--- Dataset entries ---
■ ■ ■ ■ ■
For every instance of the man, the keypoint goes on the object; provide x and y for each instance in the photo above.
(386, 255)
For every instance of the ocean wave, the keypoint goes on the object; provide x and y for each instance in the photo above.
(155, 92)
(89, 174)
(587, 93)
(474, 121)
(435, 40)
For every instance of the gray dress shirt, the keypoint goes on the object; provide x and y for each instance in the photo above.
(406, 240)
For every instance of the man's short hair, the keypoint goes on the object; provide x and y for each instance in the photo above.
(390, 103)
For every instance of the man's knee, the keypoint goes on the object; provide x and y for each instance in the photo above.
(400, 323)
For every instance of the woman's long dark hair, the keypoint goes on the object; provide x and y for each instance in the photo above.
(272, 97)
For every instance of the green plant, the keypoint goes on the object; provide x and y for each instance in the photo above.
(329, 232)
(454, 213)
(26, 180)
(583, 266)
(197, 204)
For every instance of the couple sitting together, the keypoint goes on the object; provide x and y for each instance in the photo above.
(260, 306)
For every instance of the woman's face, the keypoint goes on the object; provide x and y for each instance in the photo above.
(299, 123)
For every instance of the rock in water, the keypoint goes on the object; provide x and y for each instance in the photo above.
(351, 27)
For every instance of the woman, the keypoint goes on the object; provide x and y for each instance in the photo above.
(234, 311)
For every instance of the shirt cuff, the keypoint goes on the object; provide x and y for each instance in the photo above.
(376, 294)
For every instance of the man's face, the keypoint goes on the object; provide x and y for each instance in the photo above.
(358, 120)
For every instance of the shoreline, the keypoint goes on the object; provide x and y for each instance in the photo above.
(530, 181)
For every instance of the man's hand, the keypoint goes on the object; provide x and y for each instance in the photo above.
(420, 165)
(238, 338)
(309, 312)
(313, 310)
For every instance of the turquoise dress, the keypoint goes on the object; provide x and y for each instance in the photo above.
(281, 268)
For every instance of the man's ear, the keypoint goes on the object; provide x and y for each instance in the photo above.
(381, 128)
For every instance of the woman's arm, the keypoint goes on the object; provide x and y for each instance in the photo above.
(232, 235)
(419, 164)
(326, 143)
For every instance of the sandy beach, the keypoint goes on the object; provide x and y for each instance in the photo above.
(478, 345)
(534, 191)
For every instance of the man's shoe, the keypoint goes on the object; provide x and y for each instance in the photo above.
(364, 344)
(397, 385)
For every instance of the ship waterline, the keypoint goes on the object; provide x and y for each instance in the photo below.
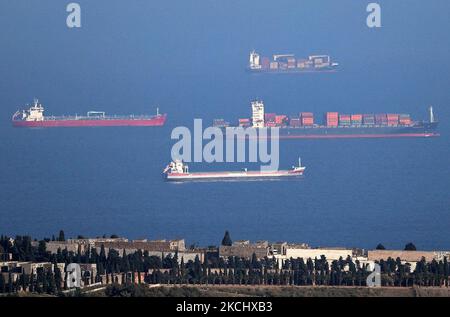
(178, 171)
(34, 118)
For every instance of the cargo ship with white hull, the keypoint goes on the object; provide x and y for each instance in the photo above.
(34, 118)
(178, 171)
(336, 125)
(288, 63)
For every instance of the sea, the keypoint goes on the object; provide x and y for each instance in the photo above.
(188, 58)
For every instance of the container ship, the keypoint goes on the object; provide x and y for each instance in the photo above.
(288, 63)
(34, 118)
(178, 171)
(336, 125)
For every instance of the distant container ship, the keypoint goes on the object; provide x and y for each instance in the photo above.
(336, 125)
(34, 118)
(288, 63)
(178, 171)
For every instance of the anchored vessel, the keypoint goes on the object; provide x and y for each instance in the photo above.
(178, 171)
(34, 118)
(336, 125)
(288, 63)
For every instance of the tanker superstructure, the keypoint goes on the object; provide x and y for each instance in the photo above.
(178, 171)
(34, 118)
(288, 63)
(336, 125)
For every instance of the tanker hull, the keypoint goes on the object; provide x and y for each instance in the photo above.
(232, 175)
(157, 121)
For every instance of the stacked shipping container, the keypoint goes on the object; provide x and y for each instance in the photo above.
(307, 118)
(344, 120)
(331, 119)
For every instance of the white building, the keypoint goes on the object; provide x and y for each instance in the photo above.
(258, 114)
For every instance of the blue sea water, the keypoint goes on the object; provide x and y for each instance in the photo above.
(189, 57)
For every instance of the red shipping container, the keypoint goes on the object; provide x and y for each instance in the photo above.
(270, 116)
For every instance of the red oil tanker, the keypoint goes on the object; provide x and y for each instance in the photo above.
(34, 118)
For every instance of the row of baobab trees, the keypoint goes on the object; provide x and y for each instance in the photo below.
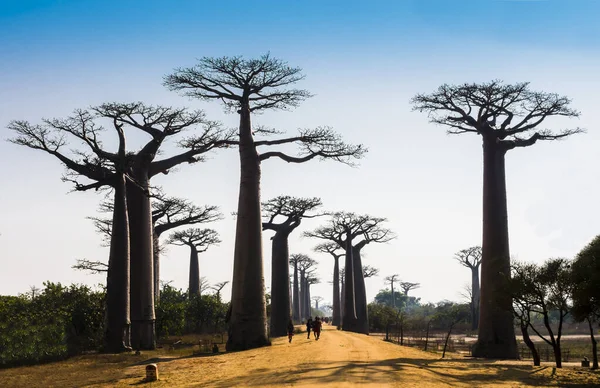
■ ■ ■ ■ ■
--- Work to do ---
Pull out every row above that contains the word "dress", and copy each of those rows in full.

--- Task solution ---
For every instance of the gray dress shirt, the keypoint goes on the object; provide x and y for each instance in the photo above.
For every instance of the turquoise dress, the keypoint goes on the object; provide x and y for each instance in the photo above.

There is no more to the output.